• Your task:
Render each line of the material below as a numbered list, leaving out the blank lines.

• Data:
============

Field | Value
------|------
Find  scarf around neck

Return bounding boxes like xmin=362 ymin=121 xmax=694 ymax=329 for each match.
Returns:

============

• Result of the exercise:
1. Field | Value
2. ------|------
3. Find  scarf around neck
4. Return bounding boxes like xmin=362 ymin=121 xmax=694 ymax=329 for each match.
5. Returns:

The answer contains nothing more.